BLOCO DE TEXTO:
- - -

Maravilha de cenário

 
            No remoto carnaval de 1982, ainda na era pré-Sambódromo, o Império Serrano brindou o público com um samba de antologia (o do refrão "Bumbum paticumbum prugurundum"), que terminava numa profecia: "Superescolas de samba S.A./Superalegorias, escondendo gente bamba/Que covardia." Quis o destino que a previsão desabasse sobre o próprio Império. A escola de Madureira atravessa a era da festa milionária condenada a papel plebeu. Sem as montanhas de dinheiro das concorrentes, enfileira desfiles opacos, que por vezes a levaram até à humilhação do Grupo de Acesso.
            Em 2004, a verde-e-branco que por décadas foi um emblema de excelência carnavalesca exumou memorável pedaço de sua história. A 20 minutos, Zona Norte adentro, de Mangueira e Salgueiro - blockbusters do samba, que transbordam de gente sábado sim, sábado também -, o Império oferece um estágio de bamba em sua quadra. O tempo volta 40 anos, e quem quiser se acaba até de manhã ao som de "Aquarela brasileira". Magia pura.

- - -

EXERCÍCIO 1:
Em que ano, segundo o texto sobre o Império Serrano, a escola apresentou o samba com o refrão "Bumbum paticumbum prugurundum"?
EXERCÍCIO 2:
Liste todas as escolas de samba citadas pelo nome no texto sobre o Império Serrano.
EXERCÍCIO 3:
Retome o texto sobre o Império Serrano a partir do ponto em que ele termina.

[Registros de uma fonte de dados]
- - -

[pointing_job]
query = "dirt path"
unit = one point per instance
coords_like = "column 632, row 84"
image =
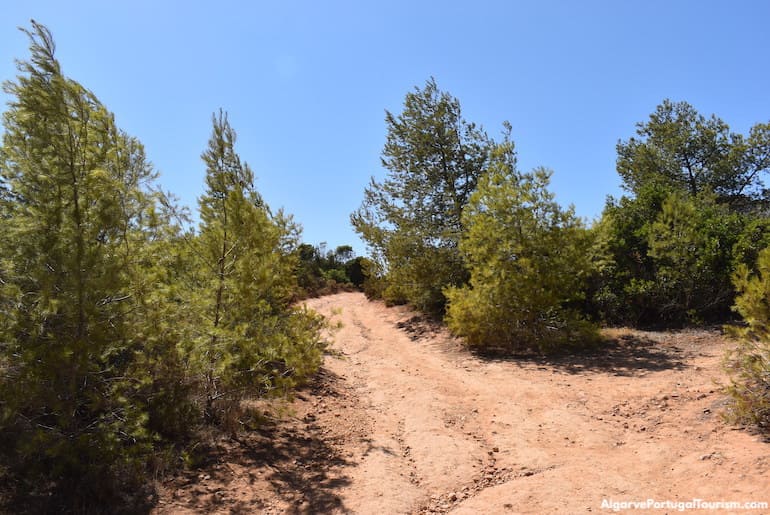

- - -

RESPOSTA 1:
Em 1982.

RESPOSTA 2:
Império Serrano, Mangueira e Salgueiro.

RESPOSTA 3:
            De volta graças à decisão da Liga de Escolas de repetir carnavais passados - ótima idéia que só tem o pecado de ser facultativa -, a magistral composição de Silas de Oliveira, de 1964, ensina uma lição aos xiitas do estilo contemporâneo. Os equivocados estetas da lógica marcial que domina a festa têm a suprema oportunidade de aprender: o que é bom vence o tempo. Sempre.
            Uma visita à quadra do Império realiza o melhor sonho de carnaval. Semanalmente, a escola apresenta a maravilha de um samba perfeito, nascido de um enredo descomplicado, sem a pretensão que envenena o espetáculo. A música de Silas de Oliveira passeia pelo Brasil a bordo de um vocabulário rico e simples, de ritmo irresistível. Celebra belezas, riquezas e outros predicados, numa alegria de almanaque.
            O povo de Madureira canta seu hino feliz da vida, prometendo um baile de emoção no início da madrugada de terça-feira de carnaval, quando apontará na Sapucaí. Enquanto não chega o dia, "Aquarela brasileira" incendeia a quadra, enlouquece as passistas, faz as senhoras da velha guarda cantarem com entusiasmo que parecia perdido. Como não fica lotado - as superescolas são outras -, todo mundo pode se divertir confortavelmente em paz.
            A festa é regida pela bateria dos inconfundíveis agogôs, que conduz o samba em versão mais acelerada - concessão sensata diante da atual dimensão do carnaval. Ninguém reclama. A nota triste do presente está na moldura luminosa - o palco dos ritmistas leva o nome de Antonio Carlos Araújo, mestre Macarrão, assassinado em julho de 2002 por traficantes do Morro da Serrinha, famoso em outros tempos apenas por ser o berço do Império.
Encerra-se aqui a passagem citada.